> OBJECTIVE: Write out the lines of the material from the line that contains "Place one point per instance of the rock" through the line that contains "Place one point per instance of the green vegetation.", switching "climber" to "mountaineer" and leaving everything else as it is.

[Pointing dataset records]
★ ★ ★ ★ ★ ★ ★

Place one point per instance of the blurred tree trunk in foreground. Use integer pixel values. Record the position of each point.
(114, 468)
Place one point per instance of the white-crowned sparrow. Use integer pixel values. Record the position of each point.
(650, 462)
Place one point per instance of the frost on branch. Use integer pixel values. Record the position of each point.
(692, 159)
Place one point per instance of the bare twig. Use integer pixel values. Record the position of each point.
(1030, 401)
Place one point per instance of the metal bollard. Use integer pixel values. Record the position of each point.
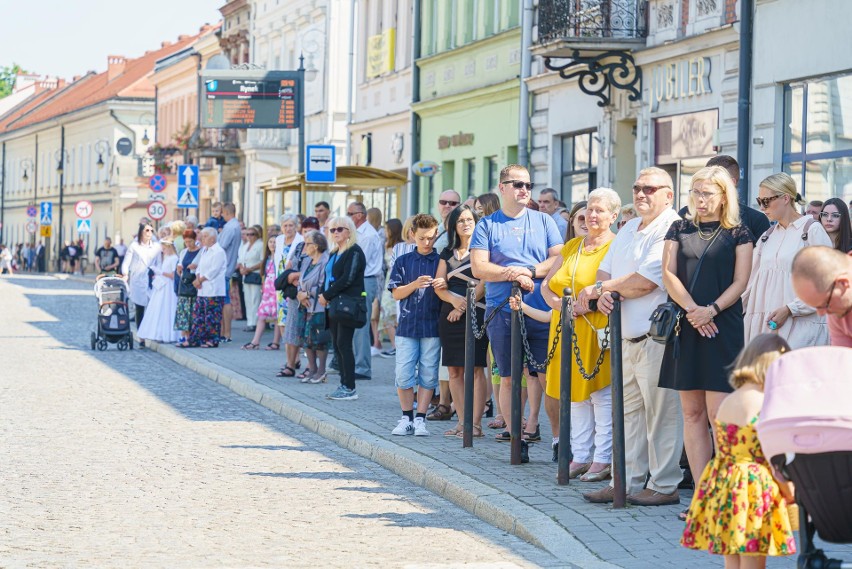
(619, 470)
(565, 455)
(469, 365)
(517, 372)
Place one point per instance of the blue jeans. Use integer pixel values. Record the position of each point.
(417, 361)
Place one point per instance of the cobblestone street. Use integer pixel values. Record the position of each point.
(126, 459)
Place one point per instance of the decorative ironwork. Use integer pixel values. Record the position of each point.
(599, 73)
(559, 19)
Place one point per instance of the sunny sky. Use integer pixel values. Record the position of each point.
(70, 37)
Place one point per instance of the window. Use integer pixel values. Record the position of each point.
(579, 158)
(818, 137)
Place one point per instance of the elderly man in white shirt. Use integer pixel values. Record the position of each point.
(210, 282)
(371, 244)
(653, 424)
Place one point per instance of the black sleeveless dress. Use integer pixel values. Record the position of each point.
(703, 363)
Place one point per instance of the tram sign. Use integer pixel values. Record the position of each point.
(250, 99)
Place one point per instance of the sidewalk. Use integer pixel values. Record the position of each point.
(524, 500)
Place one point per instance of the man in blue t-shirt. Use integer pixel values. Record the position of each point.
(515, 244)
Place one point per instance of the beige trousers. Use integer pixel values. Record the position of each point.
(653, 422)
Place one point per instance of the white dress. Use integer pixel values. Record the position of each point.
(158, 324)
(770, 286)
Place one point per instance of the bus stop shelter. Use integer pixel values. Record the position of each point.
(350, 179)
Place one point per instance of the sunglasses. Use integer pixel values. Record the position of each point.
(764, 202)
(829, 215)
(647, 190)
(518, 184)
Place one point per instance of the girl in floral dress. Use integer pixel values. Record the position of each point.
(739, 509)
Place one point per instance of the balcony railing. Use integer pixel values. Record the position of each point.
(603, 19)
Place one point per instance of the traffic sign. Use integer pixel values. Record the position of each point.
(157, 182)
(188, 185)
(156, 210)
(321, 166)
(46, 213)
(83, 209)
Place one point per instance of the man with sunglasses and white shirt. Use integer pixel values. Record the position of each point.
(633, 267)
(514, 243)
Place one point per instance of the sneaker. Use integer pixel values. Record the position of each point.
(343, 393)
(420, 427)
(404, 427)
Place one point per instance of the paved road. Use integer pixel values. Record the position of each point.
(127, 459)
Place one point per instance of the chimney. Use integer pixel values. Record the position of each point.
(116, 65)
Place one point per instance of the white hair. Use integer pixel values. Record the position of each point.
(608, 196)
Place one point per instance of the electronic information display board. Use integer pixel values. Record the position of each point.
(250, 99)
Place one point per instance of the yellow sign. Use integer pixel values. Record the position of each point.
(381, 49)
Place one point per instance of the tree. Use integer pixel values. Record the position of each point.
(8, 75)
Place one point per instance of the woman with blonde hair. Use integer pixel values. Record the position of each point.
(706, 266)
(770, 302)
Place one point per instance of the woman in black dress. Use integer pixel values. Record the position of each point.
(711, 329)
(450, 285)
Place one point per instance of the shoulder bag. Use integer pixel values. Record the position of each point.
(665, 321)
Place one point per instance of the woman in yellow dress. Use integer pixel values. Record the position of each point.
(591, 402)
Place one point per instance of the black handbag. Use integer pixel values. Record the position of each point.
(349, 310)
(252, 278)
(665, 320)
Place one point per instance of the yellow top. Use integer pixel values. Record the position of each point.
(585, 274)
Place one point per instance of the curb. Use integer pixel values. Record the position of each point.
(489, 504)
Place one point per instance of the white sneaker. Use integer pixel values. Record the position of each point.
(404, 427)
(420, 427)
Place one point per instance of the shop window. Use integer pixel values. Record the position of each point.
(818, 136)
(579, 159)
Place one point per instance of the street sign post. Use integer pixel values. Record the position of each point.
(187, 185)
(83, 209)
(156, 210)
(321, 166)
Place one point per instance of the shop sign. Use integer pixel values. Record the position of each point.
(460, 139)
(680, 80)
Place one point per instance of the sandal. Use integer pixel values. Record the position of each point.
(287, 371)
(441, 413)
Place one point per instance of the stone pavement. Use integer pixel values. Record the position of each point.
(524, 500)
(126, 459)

★ ★ ★ ★ ★ ★ ★

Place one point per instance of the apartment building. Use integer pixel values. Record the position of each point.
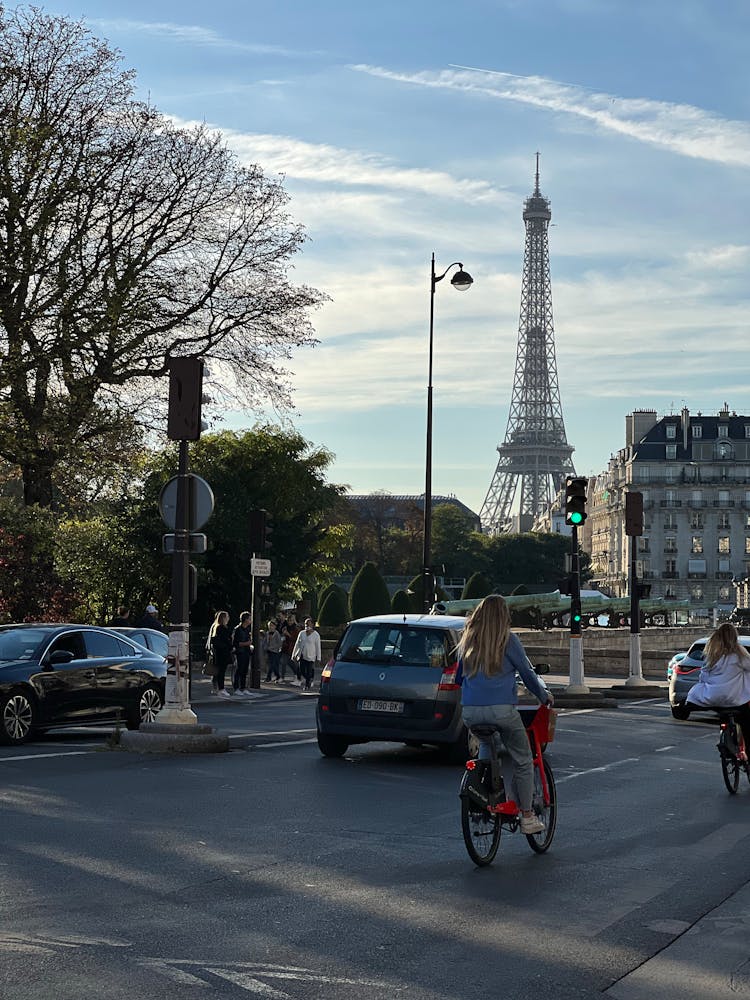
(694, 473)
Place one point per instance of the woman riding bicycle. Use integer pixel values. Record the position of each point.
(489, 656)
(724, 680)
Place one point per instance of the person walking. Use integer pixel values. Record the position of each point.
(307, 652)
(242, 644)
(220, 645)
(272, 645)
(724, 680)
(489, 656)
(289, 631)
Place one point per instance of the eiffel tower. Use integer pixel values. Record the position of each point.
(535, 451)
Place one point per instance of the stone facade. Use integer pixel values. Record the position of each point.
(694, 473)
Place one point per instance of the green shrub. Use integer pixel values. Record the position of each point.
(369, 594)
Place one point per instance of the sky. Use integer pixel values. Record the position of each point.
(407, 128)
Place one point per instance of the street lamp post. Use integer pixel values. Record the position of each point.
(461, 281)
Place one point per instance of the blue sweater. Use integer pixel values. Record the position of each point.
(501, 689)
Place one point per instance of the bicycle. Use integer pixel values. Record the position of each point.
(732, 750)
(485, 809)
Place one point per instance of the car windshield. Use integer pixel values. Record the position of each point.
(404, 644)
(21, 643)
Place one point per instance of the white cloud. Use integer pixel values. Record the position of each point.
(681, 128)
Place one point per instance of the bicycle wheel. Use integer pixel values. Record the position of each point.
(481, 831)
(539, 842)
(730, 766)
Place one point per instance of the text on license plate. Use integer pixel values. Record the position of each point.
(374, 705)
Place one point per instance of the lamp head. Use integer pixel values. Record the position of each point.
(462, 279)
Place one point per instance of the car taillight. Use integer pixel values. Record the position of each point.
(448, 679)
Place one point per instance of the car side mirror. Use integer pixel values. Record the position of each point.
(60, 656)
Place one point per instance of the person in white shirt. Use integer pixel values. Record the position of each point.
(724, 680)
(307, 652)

★ ★ ★ ★ ★ ★ ★

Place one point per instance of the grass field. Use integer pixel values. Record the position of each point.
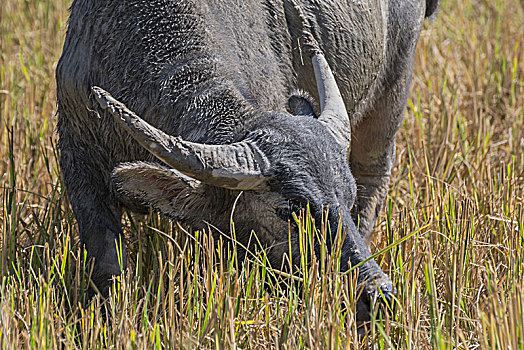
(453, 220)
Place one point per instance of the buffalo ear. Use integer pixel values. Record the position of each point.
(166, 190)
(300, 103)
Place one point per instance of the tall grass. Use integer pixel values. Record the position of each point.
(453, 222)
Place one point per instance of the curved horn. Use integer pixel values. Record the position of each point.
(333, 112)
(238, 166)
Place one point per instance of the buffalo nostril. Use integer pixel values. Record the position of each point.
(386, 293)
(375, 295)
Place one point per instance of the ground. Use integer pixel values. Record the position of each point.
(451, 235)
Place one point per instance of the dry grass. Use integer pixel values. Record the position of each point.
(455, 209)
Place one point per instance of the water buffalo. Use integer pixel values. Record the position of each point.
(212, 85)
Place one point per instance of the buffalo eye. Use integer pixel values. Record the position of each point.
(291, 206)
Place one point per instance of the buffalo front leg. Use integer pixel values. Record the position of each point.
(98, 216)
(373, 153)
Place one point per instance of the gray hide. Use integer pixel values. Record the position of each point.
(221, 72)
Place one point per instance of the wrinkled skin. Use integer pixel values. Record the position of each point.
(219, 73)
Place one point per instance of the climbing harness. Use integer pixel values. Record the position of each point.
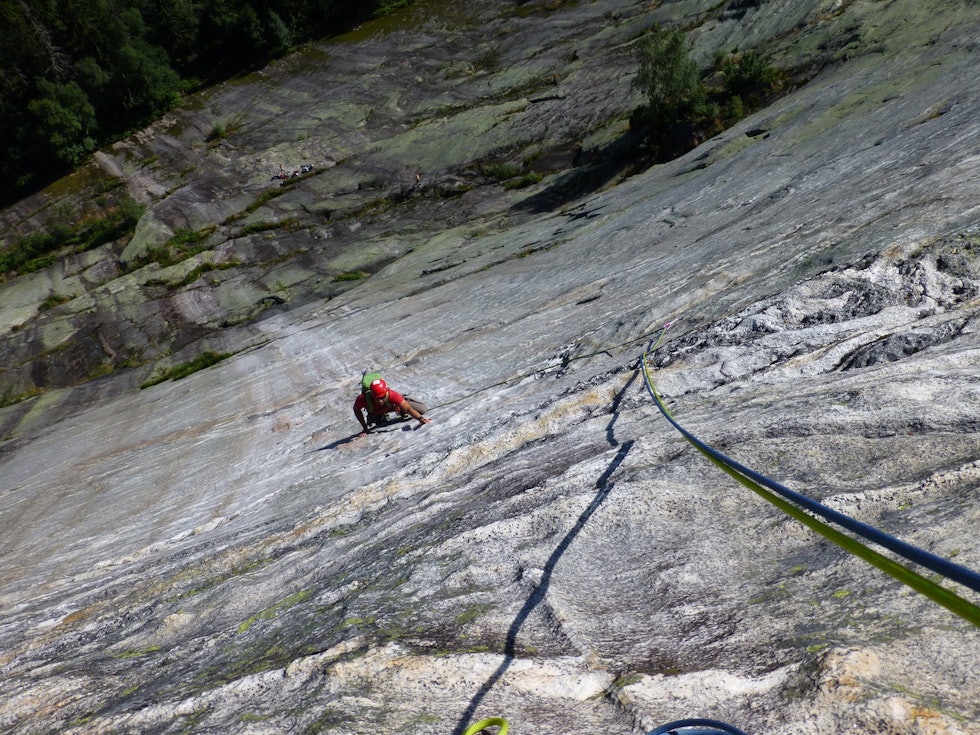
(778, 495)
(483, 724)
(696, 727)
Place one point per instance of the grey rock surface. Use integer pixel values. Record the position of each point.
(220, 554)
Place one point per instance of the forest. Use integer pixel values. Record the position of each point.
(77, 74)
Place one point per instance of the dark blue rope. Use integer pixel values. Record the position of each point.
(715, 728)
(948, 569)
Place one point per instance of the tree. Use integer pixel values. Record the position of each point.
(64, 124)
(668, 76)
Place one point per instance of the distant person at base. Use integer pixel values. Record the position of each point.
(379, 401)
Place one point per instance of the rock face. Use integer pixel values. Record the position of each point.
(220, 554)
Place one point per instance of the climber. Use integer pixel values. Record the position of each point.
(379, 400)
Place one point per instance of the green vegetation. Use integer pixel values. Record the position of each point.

★ ★ ★ ★ ★ ★ ★

> FINISHED ANSWER:
Place one point per instance of the rock face. Use integer pixel values. Record the position of each point.
(220, 554)
Place one point per instance of the mountaineer. Use integer pixel values. Record the position of each point.
(379, 400)
Place one point per instance of the green vegetation. Use integer pixel values. Record the position of each point.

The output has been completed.